* _Exercise_
Write out the part of the text below on Icelandic lava word for word, starting with "Still, in this" and going on through "coast of Iceland.".

* _Source_
---*---
In this way, the tectonics can be understood quickly by comparing to the convection rolls.

Still, in this way you do not have the whole story. Of course, there are more chapters that have to be learned to further analyzing the various complications of relationship between tectonics and mantle currents. This is a section of one chapter out of many 🙂

Lava temperature can be around 1250°C on the surface, and just below the tectonic plates around 1500°C. One question is how lava makes its way to the surface? Another is how it can flow as far as it does. The example down below is 140 km. How can that happen?

This sign is found in the town of Stokkseyri at the south coast of Iceland.

So where does the lava come from? It is originated from the most active rift zone of Iceland, close to where we locate the hot spot. The lava is actually from the volcanic system  Bárðarbunga within the hot spot area.

This drawing shows the location of the eruption, right within the main volcanic zone oriented NW-SE. Huge dykes are ofthen created when eruptions like this one occurs, due to the tectonic drift, as the dykes fill up the faults as the land is being pulled apart.
---*---
* _Listing excerpted from a collection_
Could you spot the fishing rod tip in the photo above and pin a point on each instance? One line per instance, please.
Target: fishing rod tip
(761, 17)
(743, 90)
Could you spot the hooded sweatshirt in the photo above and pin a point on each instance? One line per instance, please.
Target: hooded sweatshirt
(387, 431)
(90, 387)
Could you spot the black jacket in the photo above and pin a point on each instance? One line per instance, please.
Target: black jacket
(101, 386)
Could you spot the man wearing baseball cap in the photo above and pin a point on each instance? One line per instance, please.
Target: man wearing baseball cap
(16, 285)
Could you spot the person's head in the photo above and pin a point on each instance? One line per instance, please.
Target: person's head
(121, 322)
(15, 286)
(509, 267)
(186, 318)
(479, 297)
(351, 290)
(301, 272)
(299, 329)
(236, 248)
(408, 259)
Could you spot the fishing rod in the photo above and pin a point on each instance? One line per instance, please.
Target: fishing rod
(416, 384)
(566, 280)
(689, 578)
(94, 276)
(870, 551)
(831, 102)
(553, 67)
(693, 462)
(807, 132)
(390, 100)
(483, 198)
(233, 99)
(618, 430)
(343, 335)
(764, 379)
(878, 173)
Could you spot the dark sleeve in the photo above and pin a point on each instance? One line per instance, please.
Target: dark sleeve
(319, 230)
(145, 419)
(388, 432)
---*---
* _Response for this exercise_
Still, in this way you do not have the whole story. Of course, there are more chapters that have to be learned to further analyzing the various complications of relationship between tectonics and mantle currents. This is a section of one chapter out of many 🙂

Lava temperature can be around 1250°C on the surface, and just below the tectonic plates around 1500°C. One question is how lava makes its way to the surface? Another is how it can flow as far as it does. The example down below is 140 km. How can that happen?

This sign is found in the town of Stokkseyri at the south coast of Iceland.